Data entries
··········

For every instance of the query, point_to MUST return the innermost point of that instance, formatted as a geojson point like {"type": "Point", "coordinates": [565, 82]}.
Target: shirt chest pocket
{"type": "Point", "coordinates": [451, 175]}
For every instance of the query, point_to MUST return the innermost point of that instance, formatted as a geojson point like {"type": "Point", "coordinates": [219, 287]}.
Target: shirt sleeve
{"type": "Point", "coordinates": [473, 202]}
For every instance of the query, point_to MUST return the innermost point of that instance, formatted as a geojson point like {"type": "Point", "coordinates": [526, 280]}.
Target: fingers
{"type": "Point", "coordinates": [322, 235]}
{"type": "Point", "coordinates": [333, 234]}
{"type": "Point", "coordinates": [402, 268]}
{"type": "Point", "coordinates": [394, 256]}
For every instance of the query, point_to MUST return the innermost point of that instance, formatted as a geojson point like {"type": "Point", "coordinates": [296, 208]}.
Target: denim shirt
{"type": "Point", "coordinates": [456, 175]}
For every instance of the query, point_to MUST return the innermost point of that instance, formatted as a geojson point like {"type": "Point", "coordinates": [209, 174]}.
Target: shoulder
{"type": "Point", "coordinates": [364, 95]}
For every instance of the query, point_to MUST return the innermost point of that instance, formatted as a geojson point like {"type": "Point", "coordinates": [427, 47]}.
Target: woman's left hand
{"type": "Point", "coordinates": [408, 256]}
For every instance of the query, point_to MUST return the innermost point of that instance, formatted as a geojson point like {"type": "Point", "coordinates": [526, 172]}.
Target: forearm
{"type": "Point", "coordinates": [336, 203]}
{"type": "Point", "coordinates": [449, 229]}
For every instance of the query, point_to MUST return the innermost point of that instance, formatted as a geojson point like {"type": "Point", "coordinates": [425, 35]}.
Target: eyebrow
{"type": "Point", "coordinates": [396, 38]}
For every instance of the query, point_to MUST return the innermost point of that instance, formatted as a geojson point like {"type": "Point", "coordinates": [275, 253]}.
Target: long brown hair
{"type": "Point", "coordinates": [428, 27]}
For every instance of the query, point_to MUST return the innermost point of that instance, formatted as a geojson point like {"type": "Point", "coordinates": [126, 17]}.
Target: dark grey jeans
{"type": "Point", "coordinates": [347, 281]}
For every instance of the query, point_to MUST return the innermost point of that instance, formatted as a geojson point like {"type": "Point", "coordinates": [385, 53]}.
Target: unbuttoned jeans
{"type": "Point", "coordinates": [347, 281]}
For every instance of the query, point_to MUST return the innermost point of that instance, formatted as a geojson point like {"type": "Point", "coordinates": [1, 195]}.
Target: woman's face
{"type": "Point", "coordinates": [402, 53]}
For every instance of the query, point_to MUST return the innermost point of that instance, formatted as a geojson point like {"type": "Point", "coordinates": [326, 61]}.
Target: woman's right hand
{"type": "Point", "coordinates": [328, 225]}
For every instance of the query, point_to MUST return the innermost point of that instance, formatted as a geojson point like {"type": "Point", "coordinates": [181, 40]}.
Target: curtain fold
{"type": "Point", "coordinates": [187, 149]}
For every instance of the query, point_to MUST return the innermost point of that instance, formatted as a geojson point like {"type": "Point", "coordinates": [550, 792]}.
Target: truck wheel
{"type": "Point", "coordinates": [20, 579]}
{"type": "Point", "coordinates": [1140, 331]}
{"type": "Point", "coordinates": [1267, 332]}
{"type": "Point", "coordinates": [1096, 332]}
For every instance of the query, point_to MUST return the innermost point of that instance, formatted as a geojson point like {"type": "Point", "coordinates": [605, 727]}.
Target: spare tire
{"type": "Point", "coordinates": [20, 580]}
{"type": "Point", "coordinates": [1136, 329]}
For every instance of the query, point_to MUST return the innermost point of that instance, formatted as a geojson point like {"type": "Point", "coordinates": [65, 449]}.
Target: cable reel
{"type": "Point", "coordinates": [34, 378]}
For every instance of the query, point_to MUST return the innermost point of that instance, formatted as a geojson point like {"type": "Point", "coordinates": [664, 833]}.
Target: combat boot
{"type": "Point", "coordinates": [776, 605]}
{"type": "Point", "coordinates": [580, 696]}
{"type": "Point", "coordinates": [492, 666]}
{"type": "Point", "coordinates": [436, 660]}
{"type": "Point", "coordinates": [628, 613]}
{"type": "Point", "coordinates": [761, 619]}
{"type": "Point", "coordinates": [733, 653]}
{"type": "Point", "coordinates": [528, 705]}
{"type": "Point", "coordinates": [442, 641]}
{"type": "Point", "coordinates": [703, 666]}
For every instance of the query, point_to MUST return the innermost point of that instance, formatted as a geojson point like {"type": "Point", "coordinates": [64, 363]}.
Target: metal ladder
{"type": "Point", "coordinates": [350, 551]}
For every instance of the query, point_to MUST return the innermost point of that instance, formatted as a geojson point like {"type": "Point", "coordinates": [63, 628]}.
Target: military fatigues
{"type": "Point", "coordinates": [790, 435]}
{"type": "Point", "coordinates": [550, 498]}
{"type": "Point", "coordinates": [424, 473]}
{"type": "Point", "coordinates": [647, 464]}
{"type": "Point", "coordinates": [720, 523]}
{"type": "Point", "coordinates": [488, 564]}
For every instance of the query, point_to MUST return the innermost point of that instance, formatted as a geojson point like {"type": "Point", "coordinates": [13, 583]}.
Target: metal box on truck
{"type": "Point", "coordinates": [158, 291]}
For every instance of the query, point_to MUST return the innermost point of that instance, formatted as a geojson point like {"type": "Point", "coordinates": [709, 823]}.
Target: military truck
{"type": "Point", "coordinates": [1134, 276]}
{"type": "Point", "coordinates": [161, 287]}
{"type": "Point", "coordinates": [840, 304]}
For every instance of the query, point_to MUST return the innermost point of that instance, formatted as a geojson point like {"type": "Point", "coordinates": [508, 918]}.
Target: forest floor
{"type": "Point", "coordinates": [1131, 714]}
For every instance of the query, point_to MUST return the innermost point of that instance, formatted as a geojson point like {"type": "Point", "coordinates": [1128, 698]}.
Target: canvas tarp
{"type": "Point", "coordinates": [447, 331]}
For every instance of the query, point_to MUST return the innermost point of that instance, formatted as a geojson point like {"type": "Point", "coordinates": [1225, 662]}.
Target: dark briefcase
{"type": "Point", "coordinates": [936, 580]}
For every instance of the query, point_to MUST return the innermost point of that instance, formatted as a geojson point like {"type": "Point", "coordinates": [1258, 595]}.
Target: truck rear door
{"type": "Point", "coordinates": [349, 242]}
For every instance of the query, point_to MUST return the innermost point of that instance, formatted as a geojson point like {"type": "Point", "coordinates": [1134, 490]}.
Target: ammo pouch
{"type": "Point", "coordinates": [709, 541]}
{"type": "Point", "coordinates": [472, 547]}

··········

What you will do
Retype every record above exactly as written.

Worked answer
For every instance of the query, point_to MUST return the innermost point of that instance, formatted as a geojson point like {"type": "Point", "coordinates": [565, 82]}.
Target: shirt chest pocket
{"type": "Point", "coordinates": [451, 175]}
For every instance of the query, point_to MUST return the innermost point of that instance, formatted as a geojson point like {"type": "Point", "coordinates": [219, 287]}.
Target: shirt sleeve
{"type": "Point", "coordinates": [473, 202]}
For every instance of the query, point_to MUST return the innermost point of that instance, formatted as a geojson point like {"type": "Point", "coordinates": [526, 280]}.
Target: fingers
{"type": "Point", "coordinates": [322, 235]}
{"type": "Point", "coordinates": [333, 234]}
{"type": "Point", "coordinates": [402, 268]}
{"type": "Point", "coordinates": [394, 256]}
For every instance of the query, point_to MUST return the innermost point of that instance, formatted as a geojson point like {"type": "Point", "coordinates": [296, 208]}.
Target: denim shirt
{"type": "Point", "coordinates": [456, 175]}
For every instance of the query, point_to MUST return the innermost point of that instance, formatted as a geojson point like {"type": "Point", "coordinates": [209, 174]}.
Target: shoulder
{"type": "Point", "coordinates": [364, 95]}
For every instance of the query, point_to MUST return the innermost point of that instance, formatted as a geojson point like {"type": "Point", "coordinates": [427, 47]}.
Target: woman's left hand
{"type": "Point", "coordinates": [408, 256]}
For every instance of the query, point_to MUST return the innermost point of that instance, formatted as a geojson point like {"type": "Point", "coordinates": [526, 172]}.
Target: forearm
{"type": "Point", "coordinates": [336, 203]}
{"type": "Point", "coordinates": [449, 229]}
For every instance of the query, point_to MUST return the innermost point of that instance, formatted as a geojson point like {"type": "Point", "coordinates": [425, 35]}.
Target: eyebrow
{"type": "Point", "coordinates": [396, 38]}
For every instance of the query, point_to MUST return the innermost point of that instance, formatted as a geojson point like {"type": "Point", "coordinates": [275, 253]}.
Target: long brown hair
{"type": "Point", "coordinates": [428, 27]}
For every instance of the query, point_to MUST return the innermost point of that instance, formatted as a geojson point like {"type": "Point", "coordinates": [126, 17]}.
Target: dark grey jeans
{"type": "Point", "coordinates": [347, 281]}
For every instance of the query, point_to MUST return the innermost point of that instance, formatted as a geojson point like {"type": "Point", "coordinates": [385, 53]}.
Target: unbuttoned jeans
{"type": "Point", "coordinates": [347, 281]}
For every instance of the query, point_to MUST return the innermost point of that instance, formatted as a geojson point like {"type": "Point", "coordinates": [1, 195]}.
Target: woman's face
{"type": "Point", "coordinates": [402, 53]}
For every instance of the query, point_to MUST return the innermost point of that instance, formatted as a geojson point like {"type": "Point", "coordinates": [326, 61]}.
Target: woman's right hand
{"type": "Point", "coordinates": [328, 225]}
For every instance of the query, point_to MUST return the innermost point of that instance, formatted as a geojson point like {"type": "Point", "coordinates": [181, 40]}.
Target: curtain fold
{"type": "Point", "coordinates": [187, 149]}
For every instance of the query, point_to MUST return the innermost point of that instance, formatted as a geojson point like {"type": "Point", "coordinates": [550, 792]}.
Target: truck wheel
{"type": "Point", "coordinates": [20, 579]}
{"type": "Point", "coordinates": [1140, 331]}
{"type": "Point", "coordinates": [1267, 332]}
{"type": "Point", "coordinates": [1096, 332]}
For every instance of the query, point_to MUST return the innermost point of that instance, formatted as a geojson point like {"type": "Point", "coordinates": [605, 727]}.
Target: spare tire
{"type": "Point", "coordinates": [20, 580]}
{"type": "Point", "coordinates": [1136, 329]}
For every instance of the query, point_to MUST return the innermost point of that instance, formatted as a geojson point like {"type": "Point", "coordinates": [65, 449]}.
Target: cable reel
{"type": "Point", "coordinates": [34, 378]}
For every instance of the query, point_to MUST return the innermost point of that instance, formatted as a geojson point like {"type": "Point", "coordinates": [664, 833]}.
Target: combat boot
{"type": "Point", "coordinates": [776, 605]}
{"type": "Point", "coordinates": [580, 696]}
{"type": "Point", "coordinates": [492, 666]}
{"type": "Point", "coordinates": [436, 660]}
{"type": "Point", "coordinates": [628, 613]}
{"type": "Point", "coordinates": [761, 619]}
{"type": "Point", "coordinates": [733, 653]}
{"type": "Point", "coordinates": [528, 705]}
{"type": "Point", "coordinates": [442, 641]}
{"type": "Point", "coordinates": [703, 666]}
For every instance of the query, point_to MUST return the innermost point of that instance, formatted as a geojson point like {"type": "Point", "coordinates": [64, 363]}.
Target: metal ladder
{"type": "Point", "coordinates": [350, 551]}
For every instance of the query, point_to MUST return the innermost point of that instance, formatted as a geojson point like {"type": "Point", "coordinates": [63, 628]}.
Target: military fatigues
{"type": "Point", "coordinates": [790, 435]}
{"type": "Point", "coordinates": [550, 498]}
{"type": "Point", "coordinates": [424, 473]}
{"type": "Point", "coordinates": [647, 464]}
{"type": "Point", "coordinates": [720, 523]}
{"type": "Point", "coordinates": [488, 564]}
For every instance of the query, point_to MUST return the innermost point of that instance, formatted as a geojson point like {"type": "Point", "coordinates": [13, 583]}.
Target: metal box on truck
{"type": "Point", "coordinates": [158, 291]}
For every instance of the query, point_to MUST return the innermost point of that instance, formatted as a geojson point like {"type": "Point", "coordinates": [709, 823]}.
Target: military truck
{"type": "Point", "coordinates": [1134, 276]}
{"type": "Point", "coordinates": [161, 287]}
{"type": "Point", "coordinates": [840, 304]}
For every instance of the query, point_to MUST return the innermost point of that instance, formatted as a geojson point like {"type": "Point", "coordinates": [508, 918]}.
Target: forest floor
{"type": "Point", "coordinates": [1131, 714]}
For every instance of the query, point_to MUST return the innermost point of that instance, formatted as a geojson point like {"type": "Point", "coordinates": [1128, 698]}.
Target: canvas tarp
{"type": "Point", "coordinates": [447, 331]}
For every instance of the query, point_to MUST return the innermost point of that instance, formatted as a geojson point like {"type": "Point", "coordinates": [1225, 662]}.
Target: dark briefcase
{"type": "Point", "coordinates": [936, 580]}
For every instance of the query, point_to MUST return the innermost point of that instance, formatted as a geojson point like {"type": "Point", "coordinates": [1258, 595]}.
Target: truck rear door
{"type": "Point", "coordinates": [349, 242]}
For every instance of the query, point_to MUST return the innermost point of that instance, formatted as a geojson point like {"type": "Point", "coordinates": [1134, 490]}.
Target: ammo pouch
{"type": "Point", "coordinates": [709, 541]}
{"type": "Point", "coordinates": [472, 547]}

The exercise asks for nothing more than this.